**WHAT THE TASK REQUIRES**
Reproduce the data starting at the line containing "In the photo above, where can the wooden clip" and ending at the end of the data, replacing "instance" with "occurrence" and leaving everything else unchanged.

**** RECORDS TO PROCESS

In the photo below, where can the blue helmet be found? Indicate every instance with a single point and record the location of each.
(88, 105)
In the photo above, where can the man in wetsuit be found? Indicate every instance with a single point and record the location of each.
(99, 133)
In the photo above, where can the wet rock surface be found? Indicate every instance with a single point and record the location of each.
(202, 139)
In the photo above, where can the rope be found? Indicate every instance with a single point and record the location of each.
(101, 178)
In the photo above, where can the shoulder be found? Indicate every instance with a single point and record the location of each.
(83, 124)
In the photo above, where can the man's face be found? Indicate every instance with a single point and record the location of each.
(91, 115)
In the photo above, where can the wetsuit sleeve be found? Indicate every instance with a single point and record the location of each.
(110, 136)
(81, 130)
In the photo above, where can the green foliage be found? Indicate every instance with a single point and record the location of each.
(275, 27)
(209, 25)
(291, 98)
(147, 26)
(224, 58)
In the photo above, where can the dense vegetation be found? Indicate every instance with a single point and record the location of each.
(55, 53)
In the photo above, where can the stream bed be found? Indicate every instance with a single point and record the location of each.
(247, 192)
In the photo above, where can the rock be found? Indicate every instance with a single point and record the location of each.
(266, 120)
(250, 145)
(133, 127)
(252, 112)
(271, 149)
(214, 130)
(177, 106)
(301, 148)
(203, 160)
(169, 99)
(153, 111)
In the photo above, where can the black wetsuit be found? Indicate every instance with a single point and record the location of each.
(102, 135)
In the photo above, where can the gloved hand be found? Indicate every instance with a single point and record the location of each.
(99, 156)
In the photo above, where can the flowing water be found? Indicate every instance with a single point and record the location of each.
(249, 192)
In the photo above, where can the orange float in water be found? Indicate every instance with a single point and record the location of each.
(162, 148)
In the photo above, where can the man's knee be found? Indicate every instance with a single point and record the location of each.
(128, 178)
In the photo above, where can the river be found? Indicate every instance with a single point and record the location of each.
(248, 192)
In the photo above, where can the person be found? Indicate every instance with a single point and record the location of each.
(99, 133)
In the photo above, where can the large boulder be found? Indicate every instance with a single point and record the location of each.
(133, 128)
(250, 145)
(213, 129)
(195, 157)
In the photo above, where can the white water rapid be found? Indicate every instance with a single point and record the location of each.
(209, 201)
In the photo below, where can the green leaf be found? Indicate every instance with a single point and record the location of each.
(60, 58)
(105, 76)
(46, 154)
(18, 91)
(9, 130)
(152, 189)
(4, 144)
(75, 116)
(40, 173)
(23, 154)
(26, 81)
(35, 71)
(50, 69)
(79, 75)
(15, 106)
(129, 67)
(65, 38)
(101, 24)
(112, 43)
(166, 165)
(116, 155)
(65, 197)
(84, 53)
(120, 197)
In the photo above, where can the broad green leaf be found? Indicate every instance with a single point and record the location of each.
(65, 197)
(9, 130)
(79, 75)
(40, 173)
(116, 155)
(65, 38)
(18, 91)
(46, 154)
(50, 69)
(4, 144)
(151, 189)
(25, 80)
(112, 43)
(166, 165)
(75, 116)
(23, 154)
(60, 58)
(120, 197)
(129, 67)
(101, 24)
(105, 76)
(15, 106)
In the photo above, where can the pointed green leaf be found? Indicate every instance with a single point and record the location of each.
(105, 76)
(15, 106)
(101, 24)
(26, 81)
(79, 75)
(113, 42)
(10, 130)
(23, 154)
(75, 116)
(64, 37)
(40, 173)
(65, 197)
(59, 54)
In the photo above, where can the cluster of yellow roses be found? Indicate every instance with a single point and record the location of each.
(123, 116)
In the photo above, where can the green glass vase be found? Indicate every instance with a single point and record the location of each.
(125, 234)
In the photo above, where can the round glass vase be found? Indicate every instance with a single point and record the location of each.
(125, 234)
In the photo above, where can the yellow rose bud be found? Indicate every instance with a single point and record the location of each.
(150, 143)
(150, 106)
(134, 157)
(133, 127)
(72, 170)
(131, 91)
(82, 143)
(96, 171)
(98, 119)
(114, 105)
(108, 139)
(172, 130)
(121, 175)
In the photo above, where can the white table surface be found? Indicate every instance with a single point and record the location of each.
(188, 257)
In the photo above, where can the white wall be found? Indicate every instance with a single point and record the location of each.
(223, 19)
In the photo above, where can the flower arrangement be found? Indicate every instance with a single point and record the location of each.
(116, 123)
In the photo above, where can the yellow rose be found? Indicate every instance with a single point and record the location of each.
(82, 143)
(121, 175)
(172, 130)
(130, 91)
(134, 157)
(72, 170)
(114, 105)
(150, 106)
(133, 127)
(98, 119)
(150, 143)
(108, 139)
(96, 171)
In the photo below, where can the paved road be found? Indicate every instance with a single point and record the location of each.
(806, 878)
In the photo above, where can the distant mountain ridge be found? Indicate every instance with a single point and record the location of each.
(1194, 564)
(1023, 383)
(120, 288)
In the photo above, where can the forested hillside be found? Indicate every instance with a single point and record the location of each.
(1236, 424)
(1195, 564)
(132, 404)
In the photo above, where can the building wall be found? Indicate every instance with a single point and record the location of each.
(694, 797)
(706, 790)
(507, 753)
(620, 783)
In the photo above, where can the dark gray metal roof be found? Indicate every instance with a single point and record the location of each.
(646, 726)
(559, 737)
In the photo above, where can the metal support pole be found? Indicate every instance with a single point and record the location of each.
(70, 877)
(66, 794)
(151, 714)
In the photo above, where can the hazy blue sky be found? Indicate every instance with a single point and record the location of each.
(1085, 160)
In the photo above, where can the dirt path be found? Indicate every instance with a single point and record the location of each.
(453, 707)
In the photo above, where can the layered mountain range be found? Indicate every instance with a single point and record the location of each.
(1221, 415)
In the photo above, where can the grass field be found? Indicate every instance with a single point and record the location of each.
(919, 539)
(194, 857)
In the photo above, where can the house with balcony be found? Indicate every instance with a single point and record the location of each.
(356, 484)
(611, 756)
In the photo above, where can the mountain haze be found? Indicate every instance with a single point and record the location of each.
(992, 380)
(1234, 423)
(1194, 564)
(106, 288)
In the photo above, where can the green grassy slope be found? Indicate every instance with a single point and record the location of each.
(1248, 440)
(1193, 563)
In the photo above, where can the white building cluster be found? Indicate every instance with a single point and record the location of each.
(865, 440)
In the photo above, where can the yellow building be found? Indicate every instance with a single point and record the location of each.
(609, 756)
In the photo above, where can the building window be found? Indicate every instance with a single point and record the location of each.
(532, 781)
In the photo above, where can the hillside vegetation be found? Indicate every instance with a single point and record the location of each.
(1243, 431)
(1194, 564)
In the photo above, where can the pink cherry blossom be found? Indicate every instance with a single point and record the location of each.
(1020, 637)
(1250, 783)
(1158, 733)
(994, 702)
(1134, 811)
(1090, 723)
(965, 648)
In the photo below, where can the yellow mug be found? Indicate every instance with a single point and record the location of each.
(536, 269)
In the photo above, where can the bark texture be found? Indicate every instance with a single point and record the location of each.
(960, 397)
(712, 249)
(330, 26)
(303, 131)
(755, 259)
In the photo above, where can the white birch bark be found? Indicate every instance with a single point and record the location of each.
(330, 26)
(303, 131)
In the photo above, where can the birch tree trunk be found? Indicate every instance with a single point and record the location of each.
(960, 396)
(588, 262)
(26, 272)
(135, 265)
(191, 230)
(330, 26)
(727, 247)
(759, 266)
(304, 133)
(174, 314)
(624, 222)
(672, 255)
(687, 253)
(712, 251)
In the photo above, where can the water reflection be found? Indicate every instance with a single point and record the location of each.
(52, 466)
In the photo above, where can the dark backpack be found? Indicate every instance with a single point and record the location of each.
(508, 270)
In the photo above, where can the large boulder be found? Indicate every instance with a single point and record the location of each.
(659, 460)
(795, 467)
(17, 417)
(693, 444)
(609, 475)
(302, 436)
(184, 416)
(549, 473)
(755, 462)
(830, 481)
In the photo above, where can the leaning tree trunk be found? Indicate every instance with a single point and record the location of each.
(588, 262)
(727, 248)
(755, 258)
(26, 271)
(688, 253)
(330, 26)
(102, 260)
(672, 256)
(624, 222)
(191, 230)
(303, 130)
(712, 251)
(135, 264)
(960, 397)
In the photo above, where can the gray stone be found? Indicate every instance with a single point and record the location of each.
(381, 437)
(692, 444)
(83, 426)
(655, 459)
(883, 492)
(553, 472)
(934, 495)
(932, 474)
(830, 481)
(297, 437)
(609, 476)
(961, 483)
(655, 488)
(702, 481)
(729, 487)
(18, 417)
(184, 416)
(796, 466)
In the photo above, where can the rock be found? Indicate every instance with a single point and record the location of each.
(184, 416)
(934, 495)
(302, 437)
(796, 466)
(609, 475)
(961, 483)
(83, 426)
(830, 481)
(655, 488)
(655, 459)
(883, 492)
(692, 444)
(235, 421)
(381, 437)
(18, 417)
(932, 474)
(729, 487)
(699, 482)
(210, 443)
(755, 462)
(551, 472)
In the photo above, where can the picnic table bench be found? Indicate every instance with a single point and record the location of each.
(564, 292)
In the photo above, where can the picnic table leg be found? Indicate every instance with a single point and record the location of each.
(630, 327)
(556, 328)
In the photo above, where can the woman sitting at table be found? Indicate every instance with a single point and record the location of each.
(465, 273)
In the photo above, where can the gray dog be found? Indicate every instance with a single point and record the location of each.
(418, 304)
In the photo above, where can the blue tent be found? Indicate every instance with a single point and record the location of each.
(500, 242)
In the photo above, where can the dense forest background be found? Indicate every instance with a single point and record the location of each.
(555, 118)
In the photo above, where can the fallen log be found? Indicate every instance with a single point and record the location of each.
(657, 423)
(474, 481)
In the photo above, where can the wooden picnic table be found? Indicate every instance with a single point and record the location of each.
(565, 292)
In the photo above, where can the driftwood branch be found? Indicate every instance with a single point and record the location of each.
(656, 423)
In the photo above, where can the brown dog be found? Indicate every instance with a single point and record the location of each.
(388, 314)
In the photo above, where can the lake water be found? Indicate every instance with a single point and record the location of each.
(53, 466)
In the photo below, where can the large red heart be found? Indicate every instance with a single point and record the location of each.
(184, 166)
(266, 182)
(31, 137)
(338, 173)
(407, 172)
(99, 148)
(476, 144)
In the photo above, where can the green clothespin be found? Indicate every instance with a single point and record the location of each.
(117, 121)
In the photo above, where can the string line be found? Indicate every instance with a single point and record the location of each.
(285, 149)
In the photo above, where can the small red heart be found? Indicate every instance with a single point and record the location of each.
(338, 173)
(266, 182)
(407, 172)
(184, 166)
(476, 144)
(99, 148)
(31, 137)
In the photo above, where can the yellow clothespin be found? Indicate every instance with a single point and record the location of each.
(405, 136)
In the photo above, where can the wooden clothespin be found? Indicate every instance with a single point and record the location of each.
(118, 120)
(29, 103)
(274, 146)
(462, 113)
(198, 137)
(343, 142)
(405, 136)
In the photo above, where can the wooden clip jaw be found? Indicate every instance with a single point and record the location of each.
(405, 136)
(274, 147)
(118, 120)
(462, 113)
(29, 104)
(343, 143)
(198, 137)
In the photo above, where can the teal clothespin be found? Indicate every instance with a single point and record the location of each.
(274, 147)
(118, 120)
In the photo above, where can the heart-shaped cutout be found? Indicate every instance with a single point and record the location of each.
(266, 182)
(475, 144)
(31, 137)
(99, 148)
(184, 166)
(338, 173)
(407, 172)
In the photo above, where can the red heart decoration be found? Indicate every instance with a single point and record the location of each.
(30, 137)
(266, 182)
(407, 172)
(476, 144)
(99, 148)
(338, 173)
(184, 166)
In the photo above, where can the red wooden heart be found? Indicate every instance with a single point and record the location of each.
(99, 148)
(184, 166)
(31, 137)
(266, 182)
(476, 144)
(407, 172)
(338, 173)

********

**WORKED SOLUTION**
In the photo above, where can the wooden clip jaw be found? Indicate every occurrence with a single point and record the location of each.
(405, 136)
(274, 147)
(118, 120)
(462, 113)
(29, 104)
(343, 143)
(198, 137)
In the photo above, where can the teal clothespin be found? Indicate every occurrence with a single point and record the location of each.
(274, 147)
(118, 120)
In the photo above, where can the heart-shaped cutout be found? Indicate every occurrence with a single point and record the location of each.
(266, 182)
(475, 144)
(31, 137)
(99, 148)
(184, 166)
(338, 173)
(407, 172)
In the photo above, where can the red heart decoration be found? Indicate every occurrence with a single point and record the location of each.
(30, 137)
(266, 182)
(407, 172)
(476, 144)
(99, 148)
(338, 173)
(184, 166)
In the photo above, where can the red wooden heart be found? Indicate every occurrence with a single point and record the location of each.
(99, 148)
(184, 166)
(31, 137)
(266, 182)
(476, 144)
(407, 172)
(338, 173)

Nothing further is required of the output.